EXERCISE BRIEF:
Please copy each line below that contains the word "engine".

----------

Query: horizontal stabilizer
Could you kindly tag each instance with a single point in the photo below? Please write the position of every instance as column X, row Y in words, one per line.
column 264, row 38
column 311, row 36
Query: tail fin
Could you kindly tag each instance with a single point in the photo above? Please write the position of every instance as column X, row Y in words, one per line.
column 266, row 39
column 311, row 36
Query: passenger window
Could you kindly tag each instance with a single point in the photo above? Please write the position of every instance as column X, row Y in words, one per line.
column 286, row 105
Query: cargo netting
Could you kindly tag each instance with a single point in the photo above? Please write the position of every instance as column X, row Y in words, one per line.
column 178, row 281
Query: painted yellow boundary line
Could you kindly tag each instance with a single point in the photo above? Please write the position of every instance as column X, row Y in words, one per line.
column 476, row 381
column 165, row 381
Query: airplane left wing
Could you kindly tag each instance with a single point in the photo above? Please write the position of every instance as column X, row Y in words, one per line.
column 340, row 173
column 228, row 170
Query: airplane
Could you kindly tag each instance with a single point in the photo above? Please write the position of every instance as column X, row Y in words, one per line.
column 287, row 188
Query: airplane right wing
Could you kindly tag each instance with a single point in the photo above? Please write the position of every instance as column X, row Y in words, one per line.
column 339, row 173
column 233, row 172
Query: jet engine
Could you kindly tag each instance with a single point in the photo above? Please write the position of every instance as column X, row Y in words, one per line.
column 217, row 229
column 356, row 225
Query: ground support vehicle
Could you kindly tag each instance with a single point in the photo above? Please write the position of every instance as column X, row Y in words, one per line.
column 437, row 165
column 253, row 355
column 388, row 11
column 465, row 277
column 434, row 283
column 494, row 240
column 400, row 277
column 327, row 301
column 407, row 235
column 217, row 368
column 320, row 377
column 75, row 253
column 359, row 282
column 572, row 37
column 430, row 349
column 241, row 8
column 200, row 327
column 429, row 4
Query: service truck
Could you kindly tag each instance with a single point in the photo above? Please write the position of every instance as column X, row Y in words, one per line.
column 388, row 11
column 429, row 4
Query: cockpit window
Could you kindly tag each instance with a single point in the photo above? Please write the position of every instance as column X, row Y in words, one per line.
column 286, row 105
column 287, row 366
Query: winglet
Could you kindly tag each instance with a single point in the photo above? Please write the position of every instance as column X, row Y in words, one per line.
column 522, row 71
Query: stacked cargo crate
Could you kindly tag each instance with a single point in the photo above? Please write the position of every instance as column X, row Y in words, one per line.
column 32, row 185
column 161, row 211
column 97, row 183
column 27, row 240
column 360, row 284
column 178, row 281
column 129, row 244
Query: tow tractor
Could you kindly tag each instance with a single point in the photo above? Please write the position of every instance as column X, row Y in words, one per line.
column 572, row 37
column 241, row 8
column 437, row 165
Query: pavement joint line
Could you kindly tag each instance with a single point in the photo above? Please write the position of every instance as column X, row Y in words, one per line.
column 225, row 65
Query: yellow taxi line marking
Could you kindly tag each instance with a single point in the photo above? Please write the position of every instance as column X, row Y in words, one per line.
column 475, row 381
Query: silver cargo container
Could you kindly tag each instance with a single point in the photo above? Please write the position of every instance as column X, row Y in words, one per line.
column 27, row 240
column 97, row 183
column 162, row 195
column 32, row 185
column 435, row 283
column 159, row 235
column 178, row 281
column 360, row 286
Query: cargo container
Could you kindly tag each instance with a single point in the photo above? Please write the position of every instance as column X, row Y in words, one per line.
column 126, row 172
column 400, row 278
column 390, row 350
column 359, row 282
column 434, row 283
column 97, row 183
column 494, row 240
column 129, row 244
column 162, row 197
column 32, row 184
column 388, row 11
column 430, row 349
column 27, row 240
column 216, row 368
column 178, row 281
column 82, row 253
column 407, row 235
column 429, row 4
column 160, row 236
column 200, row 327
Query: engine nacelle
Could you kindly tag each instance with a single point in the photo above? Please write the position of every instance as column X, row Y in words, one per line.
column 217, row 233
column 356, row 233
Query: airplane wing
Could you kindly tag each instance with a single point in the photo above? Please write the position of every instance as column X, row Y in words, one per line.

----------

RESPONSE TO THE TASK:
Query: jet engine
Query: engine nacelle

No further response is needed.